Challenge:
Copy the records from their start through the line that contains "<point>292,508</point>", replacing "thin twig" with "slender branch" and keeping everything else the same. Leave the pictures out.

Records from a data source
————————
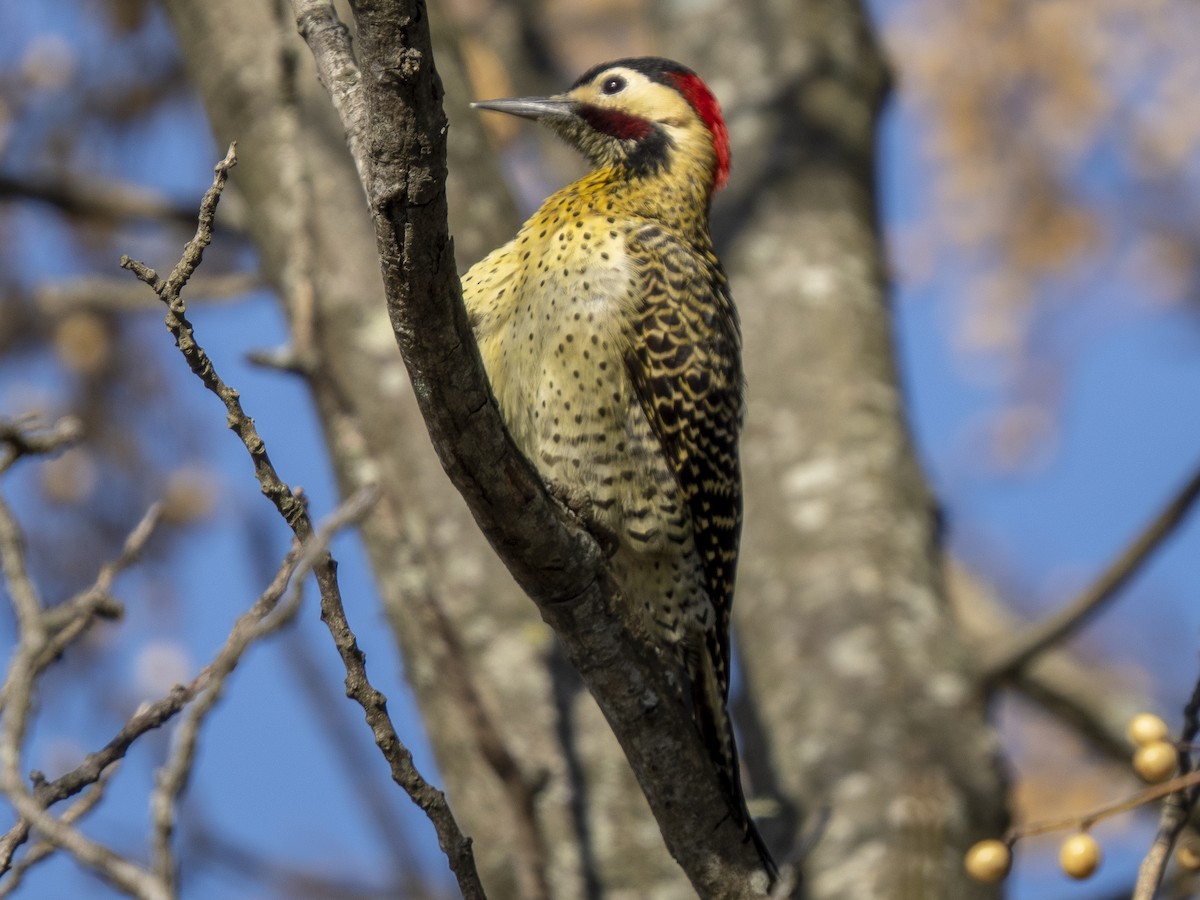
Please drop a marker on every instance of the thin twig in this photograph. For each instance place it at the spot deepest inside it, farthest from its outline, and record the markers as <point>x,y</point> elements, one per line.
<point>21,439</point>
<point>1032,641</point>
<point>1176,810</point>
<point>1180,784</point>
<point>265,616</point>
<point>529,845</point>
<point>43,850</point>
<point>292,508</point>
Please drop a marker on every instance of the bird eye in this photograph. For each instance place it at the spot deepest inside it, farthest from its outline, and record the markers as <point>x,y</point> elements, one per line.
————————
Task answer:
Please drop a marker on every instance of the slender branch in this photograph. For each instance place it at the spot deepest inside it, farthest from its outline, and record the markers as <point>x,y</point> elements, one per line.
<point>21,439</point>
<point>1032,641</point>
<point>1176,810</point>
<point>1180,784</point>
<point>265,616</point>
<point>529,845</point>
<point>43,850</point>
<point>292,508</point>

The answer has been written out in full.